Stated exercise – Rename "bottom bun" to "lower bun" in the listing from its first line through the line that contains "232L180 246L148 248L76", leaving everything else untouched, and return only those lines.

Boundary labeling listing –
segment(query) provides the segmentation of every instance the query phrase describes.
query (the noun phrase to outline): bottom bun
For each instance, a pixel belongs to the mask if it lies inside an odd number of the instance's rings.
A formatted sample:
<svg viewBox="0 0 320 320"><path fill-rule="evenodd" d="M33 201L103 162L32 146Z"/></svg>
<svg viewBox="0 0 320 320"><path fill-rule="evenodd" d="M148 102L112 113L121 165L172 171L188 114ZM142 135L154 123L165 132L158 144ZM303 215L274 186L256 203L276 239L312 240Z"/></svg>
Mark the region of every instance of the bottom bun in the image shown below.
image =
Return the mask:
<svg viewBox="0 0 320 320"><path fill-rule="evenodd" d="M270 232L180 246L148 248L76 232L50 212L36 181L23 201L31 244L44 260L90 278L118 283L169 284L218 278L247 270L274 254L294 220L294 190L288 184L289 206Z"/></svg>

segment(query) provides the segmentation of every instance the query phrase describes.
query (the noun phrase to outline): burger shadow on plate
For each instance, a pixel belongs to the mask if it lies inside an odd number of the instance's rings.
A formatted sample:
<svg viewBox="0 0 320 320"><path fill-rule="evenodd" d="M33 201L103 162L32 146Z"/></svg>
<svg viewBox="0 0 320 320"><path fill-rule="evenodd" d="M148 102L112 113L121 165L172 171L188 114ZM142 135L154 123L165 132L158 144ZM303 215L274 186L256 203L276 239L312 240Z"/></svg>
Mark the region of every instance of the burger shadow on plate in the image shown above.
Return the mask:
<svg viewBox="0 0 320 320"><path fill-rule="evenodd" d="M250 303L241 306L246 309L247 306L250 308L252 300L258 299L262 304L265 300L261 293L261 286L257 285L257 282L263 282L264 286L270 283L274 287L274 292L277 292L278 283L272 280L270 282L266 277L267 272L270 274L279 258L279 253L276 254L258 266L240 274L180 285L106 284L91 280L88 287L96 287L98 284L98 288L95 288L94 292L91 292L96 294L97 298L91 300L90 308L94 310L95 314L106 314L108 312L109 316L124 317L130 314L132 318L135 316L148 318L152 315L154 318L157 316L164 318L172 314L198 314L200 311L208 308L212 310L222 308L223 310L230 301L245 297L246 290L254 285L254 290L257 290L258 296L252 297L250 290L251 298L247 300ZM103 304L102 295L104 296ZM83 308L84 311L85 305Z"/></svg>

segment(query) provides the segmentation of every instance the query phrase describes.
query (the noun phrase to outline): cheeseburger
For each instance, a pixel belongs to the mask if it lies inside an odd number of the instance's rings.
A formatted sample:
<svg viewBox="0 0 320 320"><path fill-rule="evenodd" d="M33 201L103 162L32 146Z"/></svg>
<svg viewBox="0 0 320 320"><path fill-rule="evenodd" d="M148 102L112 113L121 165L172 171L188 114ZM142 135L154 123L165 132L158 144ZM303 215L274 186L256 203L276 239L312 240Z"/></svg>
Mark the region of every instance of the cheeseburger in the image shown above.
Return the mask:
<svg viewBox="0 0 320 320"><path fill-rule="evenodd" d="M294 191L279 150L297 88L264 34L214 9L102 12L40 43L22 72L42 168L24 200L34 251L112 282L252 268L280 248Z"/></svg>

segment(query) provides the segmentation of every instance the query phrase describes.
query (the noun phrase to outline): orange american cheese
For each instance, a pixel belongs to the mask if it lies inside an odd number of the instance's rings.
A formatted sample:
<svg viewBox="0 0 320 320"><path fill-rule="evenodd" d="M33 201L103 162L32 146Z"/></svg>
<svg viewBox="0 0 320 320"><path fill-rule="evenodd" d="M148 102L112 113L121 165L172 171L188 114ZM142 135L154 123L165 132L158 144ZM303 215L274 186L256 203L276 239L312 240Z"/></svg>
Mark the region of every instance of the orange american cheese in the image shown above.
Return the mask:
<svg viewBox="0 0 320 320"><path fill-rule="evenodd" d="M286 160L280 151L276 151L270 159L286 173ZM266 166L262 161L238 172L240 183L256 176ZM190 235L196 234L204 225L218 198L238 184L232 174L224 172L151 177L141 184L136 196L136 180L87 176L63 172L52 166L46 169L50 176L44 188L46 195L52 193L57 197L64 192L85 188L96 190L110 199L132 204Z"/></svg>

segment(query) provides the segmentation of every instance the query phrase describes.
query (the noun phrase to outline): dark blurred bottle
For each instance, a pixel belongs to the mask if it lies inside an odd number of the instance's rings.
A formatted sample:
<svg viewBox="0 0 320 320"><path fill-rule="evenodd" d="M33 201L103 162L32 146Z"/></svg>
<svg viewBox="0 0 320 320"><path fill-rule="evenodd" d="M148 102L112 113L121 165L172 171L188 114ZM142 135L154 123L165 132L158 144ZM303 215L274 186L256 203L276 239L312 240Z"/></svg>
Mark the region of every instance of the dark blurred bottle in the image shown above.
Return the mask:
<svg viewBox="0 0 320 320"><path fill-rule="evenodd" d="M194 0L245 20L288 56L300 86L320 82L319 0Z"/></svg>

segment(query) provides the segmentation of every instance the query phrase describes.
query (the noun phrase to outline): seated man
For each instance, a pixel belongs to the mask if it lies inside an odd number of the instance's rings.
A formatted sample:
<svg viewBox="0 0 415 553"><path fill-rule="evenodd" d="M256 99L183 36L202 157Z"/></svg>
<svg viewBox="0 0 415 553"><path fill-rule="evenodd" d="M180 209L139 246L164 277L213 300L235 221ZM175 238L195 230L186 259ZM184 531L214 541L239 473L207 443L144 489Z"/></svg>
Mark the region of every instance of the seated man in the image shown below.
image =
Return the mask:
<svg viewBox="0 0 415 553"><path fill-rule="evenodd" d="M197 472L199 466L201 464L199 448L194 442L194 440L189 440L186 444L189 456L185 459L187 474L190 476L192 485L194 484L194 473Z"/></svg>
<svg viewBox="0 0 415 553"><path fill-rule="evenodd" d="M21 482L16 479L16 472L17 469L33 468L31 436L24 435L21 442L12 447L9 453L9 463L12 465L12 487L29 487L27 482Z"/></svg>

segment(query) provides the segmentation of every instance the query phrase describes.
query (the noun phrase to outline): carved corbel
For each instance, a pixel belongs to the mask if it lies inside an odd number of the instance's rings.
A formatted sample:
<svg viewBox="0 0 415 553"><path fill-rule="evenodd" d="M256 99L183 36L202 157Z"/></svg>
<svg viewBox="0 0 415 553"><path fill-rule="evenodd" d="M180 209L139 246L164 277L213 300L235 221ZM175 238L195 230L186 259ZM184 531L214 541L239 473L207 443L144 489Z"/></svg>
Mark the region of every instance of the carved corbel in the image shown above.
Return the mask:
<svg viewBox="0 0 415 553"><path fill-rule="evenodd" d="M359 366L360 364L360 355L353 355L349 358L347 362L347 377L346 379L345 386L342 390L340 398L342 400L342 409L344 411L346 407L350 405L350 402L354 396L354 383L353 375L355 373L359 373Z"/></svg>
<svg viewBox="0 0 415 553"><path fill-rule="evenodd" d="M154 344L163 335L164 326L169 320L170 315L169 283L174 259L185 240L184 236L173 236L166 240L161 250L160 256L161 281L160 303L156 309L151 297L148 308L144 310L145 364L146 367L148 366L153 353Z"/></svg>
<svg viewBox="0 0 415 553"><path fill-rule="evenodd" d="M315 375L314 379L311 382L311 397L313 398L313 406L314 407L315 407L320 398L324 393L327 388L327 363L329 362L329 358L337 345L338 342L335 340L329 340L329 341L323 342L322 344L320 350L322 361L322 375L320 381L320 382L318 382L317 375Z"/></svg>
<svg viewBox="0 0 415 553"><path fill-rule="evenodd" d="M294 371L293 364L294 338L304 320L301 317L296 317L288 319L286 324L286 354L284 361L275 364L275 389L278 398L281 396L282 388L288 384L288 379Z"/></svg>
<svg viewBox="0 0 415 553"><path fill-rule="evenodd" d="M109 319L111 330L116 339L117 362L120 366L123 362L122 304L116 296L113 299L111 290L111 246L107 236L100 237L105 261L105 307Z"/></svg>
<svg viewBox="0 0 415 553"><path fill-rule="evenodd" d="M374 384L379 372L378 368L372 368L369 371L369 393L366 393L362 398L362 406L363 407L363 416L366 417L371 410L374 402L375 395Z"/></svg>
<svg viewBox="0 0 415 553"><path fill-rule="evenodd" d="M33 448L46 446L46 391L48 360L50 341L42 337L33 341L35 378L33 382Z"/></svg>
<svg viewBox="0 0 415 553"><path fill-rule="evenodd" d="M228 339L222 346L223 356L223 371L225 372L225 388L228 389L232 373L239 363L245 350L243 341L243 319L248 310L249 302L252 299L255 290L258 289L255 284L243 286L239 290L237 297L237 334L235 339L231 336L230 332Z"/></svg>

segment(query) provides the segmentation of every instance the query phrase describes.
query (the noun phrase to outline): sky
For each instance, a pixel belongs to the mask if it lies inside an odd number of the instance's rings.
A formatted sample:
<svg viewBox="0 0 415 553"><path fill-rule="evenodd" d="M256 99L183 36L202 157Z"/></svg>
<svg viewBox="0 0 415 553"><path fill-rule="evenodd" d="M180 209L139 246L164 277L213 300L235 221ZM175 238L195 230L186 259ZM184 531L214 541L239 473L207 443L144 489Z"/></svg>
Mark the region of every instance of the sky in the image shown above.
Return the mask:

Result for this exercise –
segment(query) provides the segmentation of every instance the query phrase describes.
query (the noun phrase to outline): lower bun
For each instance, a pixel belongs to the mask if it lies inside an odd number of the instance's rings.
A formatted sample:
<svg viewBox="0 0 320 320"><path fill-rule="evenodd" d="M33 201L103 162L32 146Z"/></svg>
<svg viewBox="0 0 320 320"><path fill-rule="evenodd" d="M148 102L112 113L121 165L172 171L188 114ZM142 135L154 123L165 132L158 144ZM303 215L274 186L256 203L276 239L312 240Z"/></svg>
Mark the region of every instance of the lower bun in the image shown below.
image =
Return the mask:
<svg viewBox="0 0 320 320"><path fill-rule="evenodd" d="M270 232L180 246L148 248L76 232L50 212L36 181L23 201L31 244L44 260L90 278L118 283L169 284L218 278L247 270L274 254L294 220L294 190L288 184L289 206Z"/></svg>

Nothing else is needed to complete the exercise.